— Aim —
Turn the lines of the listing below, from the line with "The client would like the sandy" through the end of the listing, into a Markdown table with the columns Row and Line. Leave out blank lines.

>> begin

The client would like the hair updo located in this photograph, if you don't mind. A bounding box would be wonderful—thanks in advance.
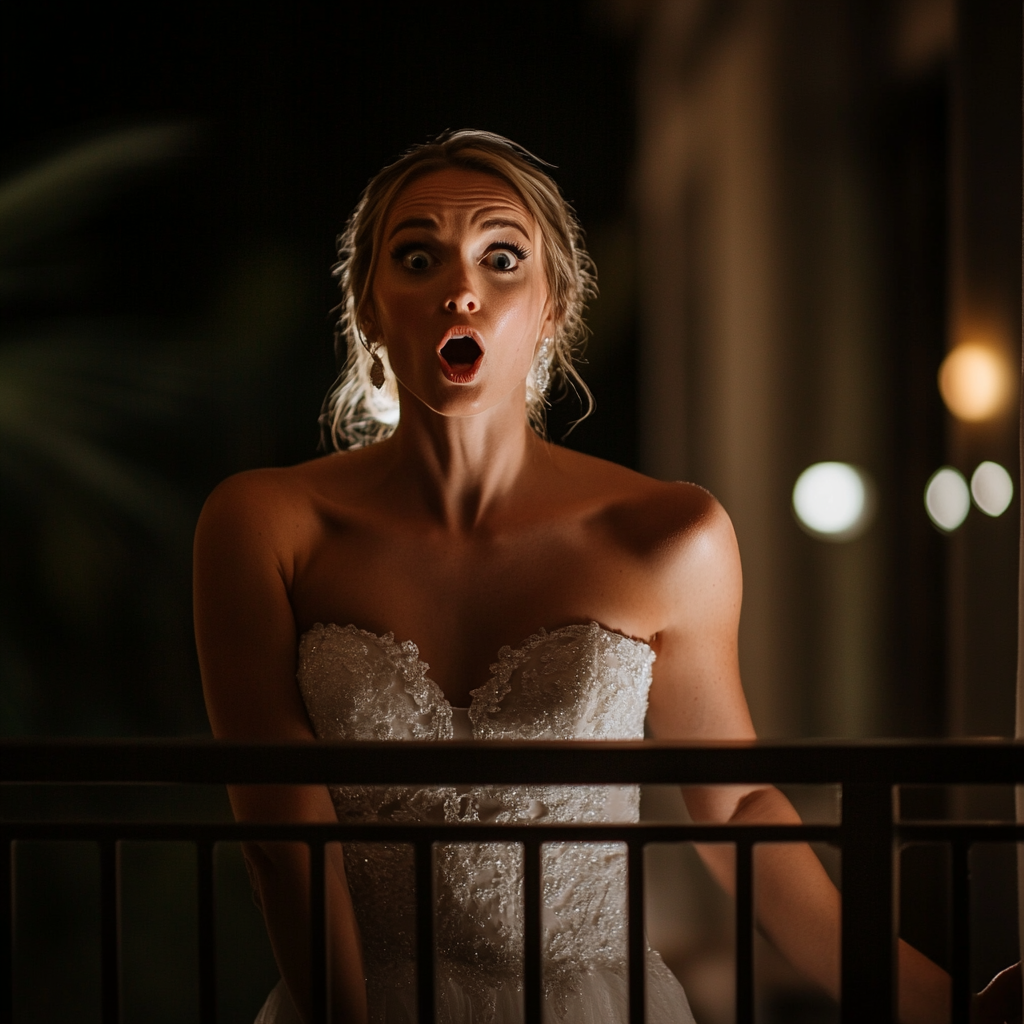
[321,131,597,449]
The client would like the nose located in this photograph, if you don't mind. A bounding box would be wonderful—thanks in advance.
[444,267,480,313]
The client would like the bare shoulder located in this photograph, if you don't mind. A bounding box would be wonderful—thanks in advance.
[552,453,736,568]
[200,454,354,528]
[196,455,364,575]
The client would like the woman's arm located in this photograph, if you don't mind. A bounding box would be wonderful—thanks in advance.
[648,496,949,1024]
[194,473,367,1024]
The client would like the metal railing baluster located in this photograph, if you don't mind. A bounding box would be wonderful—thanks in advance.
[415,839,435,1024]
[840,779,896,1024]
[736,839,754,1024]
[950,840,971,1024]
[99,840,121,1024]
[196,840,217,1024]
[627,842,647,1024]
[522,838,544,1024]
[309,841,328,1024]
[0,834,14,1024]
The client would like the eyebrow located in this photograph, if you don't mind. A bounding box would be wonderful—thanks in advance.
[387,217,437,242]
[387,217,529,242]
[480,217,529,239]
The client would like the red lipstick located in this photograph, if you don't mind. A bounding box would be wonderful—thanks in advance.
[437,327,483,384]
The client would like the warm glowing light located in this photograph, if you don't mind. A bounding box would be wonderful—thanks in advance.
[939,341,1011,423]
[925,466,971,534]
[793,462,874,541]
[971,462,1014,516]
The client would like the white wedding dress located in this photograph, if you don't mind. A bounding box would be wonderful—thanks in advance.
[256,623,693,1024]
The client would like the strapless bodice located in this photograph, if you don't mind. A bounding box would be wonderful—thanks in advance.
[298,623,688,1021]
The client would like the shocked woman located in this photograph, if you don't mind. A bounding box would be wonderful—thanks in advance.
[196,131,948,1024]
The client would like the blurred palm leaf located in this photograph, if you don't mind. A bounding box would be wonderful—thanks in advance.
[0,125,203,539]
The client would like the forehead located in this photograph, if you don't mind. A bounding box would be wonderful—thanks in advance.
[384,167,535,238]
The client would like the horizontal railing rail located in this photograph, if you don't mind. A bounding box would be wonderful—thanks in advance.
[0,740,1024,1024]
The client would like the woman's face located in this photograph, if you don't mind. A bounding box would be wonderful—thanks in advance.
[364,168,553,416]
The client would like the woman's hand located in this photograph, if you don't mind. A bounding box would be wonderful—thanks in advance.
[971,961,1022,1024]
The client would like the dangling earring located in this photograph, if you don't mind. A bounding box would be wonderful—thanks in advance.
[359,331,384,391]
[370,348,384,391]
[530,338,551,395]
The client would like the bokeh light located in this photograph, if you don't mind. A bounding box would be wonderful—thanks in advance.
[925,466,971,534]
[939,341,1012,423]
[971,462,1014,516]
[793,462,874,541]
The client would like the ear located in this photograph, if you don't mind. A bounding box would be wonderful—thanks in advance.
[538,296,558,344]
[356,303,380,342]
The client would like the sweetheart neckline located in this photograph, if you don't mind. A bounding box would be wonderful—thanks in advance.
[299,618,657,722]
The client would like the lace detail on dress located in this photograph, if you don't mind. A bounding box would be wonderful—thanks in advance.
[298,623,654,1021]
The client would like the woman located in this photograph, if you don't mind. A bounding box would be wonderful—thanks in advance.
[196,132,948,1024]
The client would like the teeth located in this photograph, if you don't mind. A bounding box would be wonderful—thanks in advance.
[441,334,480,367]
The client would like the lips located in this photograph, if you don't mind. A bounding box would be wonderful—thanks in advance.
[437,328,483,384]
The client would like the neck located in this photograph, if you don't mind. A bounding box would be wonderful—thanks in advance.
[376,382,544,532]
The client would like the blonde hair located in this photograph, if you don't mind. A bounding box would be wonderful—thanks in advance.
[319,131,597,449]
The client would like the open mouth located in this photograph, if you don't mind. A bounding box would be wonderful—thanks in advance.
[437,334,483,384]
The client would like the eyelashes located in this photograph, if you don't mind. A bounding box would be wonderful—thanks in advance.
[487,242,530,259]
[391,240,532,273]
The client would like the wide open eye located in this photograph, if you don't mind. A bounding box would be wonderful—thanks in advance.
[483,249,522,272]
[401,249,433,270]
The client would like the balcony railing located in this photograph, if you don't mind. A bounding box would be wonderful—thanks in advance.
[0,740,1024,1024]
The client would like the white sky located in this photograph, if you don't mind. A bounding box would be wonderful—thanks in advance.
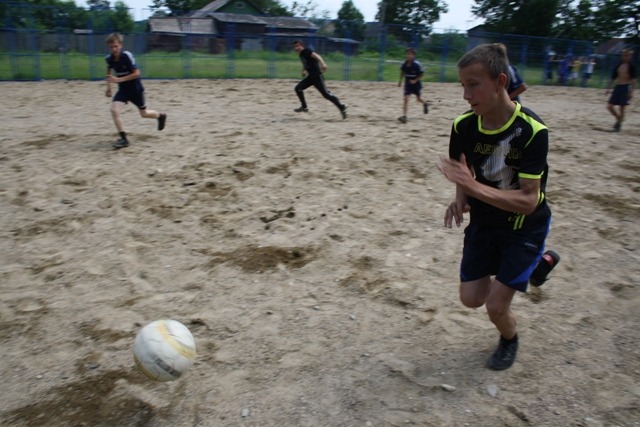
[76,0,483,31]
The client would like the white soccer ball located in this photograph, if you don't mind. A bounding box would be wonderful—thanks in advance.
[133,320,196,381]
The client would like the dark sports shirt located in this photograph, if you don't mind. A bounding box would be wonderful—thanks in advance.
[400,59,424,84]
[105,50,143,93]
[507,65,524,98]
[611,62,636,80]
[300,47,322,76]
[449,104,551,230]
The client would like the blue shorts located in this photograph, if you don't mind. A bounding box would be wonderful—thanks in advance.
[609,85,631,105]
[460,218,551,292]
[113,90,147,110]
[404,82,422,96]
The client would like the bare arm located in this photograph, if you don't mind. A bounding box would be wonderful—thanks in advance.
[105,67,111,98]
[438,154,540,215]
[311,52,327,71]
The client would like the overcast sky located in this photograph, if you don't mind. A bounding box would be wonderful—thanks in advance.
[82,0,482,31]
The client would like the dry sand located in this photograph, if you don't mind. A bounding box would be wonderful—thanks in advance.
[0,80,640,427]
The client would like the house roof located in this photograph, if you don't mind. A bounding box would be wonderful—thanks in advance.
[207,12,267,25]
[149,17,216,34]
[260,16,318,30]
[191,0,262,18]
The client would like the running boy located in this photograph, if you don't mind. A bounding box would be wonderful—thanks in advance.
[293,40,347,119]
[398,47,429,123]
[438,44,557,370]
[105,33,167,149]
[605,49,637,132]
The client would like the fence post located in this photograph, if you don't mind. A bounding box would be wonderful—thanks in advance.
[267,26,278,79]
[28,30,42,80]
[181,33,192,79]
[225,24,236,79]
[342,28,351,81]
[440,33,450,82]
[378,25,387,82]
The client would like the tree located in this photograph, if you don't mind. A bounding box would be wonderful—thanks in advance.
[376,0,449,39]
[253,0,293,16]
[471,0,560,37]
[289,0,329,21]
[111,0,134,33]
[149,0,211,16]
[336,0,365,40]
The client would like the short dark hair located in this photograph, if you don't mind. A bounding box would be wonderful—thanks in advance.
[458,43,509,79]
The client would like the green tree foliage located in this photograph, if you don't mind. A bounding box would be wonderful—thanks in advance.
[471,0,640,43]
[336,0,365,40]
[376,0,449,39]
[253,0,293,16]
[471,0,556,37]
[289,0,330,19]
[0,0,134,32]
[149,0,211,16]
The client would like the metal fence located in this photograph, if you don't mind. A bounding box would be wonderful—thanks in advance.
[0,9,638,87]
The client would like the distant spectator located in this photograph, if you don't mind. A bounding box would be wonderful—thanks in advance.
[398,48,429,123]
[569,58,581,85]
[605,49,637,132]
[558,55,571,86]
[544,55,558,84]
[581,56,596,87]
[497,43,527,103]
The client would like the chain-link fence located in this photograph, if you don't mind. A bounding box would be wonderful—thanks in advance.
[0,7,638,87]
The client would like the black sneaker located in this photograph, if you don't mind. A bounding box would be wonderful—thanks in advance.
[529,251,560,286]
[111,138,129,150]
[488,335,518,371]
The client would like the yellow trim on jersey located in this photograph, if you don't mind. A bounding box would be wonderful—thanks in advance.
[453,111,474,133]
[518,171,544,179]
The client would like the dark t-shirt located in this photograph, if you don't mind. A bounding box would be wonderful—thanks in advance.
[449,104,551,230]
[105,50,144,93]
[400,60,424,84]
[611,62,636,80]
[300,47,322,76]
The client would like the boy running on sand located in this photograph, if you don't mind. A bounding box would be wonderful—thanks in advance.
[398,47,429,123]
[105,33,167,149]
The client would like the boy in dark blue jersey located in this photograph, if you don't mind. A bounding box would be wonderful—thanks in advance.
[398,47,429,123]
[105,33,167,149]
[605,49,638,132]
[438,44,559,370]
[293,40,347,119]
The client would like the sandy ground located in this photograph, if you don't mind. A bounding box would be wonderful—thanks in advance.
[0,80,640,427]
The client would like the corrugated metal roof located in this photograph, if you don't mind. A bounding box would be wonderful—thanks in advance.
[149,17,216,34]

>> end

— Result of the task —
| Row | Line |
|---|---|
| 1 | The client would like the sandy ground located in this photograph, if you don't mind. A bounding box would be wonderful—thanks in advance. |
| 2 | [0,80,640,427] |
| 3 | The client would like the corrugated metal roof located in this photograph, if you don't mind. A bounding box would be wonderful—thanks in advance. |
| 4 | [149,17,216,34] |